*Task to complete*
Pictures stay out of the answer, but every line of the material must be restated exactly.
[Start of section]
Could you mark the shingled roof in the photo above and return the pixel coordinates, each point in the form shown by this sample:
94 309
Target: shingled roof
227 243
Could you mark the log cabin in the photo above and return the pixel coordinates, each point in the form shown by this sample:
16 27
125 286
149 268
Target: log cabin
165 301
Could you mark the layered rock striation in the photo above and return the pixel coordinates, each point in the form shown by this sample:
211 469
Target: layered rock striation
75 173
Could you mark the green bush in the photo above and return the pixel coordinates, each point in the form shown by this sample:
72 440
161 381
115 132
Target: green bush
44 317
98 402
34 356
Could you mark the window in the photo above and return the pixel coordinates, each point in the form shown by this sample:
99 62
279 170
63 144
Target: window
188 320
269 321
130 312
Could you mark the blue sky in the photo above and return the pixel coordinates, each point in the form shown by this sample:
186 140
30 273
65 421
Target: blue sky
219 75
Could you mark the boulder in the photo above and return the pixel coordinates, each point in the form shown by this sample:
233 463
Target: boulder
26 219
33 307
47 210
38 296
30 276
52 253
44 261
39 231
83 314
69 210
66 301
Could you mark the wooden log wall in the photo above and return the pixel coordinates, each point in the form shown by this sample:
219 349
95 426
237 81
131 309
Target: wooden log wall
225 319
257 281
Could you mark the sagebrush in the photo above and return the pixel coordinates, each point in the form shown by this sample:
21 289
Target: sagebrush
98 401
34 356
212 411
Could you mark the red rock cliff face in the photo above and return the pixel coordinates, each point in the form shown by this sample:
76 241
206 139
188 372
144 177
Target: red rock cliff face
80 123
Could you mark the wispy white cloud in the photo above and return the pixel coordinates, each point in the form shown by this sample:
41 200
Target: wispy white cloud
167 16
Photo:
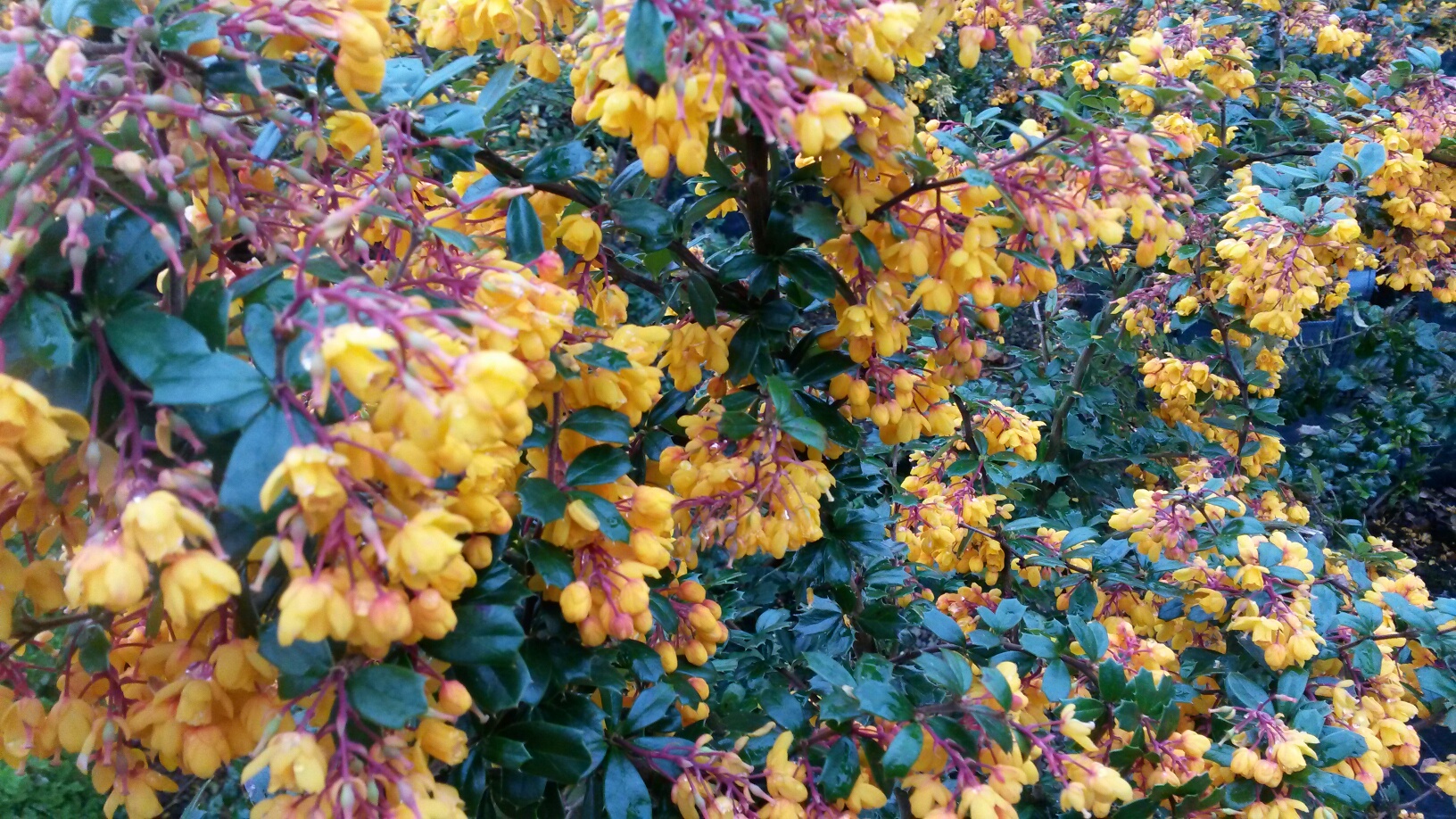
[End of section]
*Written solution*
Could you mark the shingled roof in the photo above and return the pixel coordinates, each point in the form shown by this sample:
94 309
Target: shingled roof
227 243
Could you mark the log cabin in the photo above and return the pixel coordinates, each point in the form shown by this sample:
16 27
125 286
149 268
Target: log cabin
165 301
Could you mark the layered rock striation in the photo above and return the pixel coordinates, each point in the form shown by this sample:
211 469
Target: layered rock striation
75 173
Could you mark the green bush in the photo above and return the pixel coordinates, each point in the form shown by this sample:
72 440
161 381
115 132
Target: green bush
44 317
98 402
34 356
Could you mark the window in the photo above and return the pixel coordinates, each point in the form shown by this sample:
99 62
279 170
63 144
Target: window
188 320
269 321
130 312
Could you mark the blue sky in the photo above and return the pixel coordinates, each point in the form shown by this sample:
186 140
30 273
65 421
Target: blue sky
219 75
Could you mark the boulder in the photo above and return the pixel coordinates, each point in the form shown by this sample:
233 463
Target: boulder
26 219
33 307
47 210
38 296
30 276
52 253
44 261
39 231
83 314
69 210
66 301
Could you mark the wooden log wall in the photo above and return the pixel coordinates, each point in the form shown by this sample:
219 349
95 426
237 81
131 309
Target: wooden log wall
225 319
257 281
Could you mark the sagebrush in the photo above and return the pixel coordinates, each point in the form shown by this sample:
21 289
Target: sagebrush
98 401
34 356
212 411
Could you mark the red rock cliff face in the photo above and return the pixel coordinates, each point in the form shown by this sample:
76 241
206 139
188 372
144 177
Target: red rock cliff face
80 123
Could you mark the wispy white cloud in the photo above and return the pixel coordinates, each point in the form shown by this sample:
41 200
Target: wispy white cloud
167 16
Photo:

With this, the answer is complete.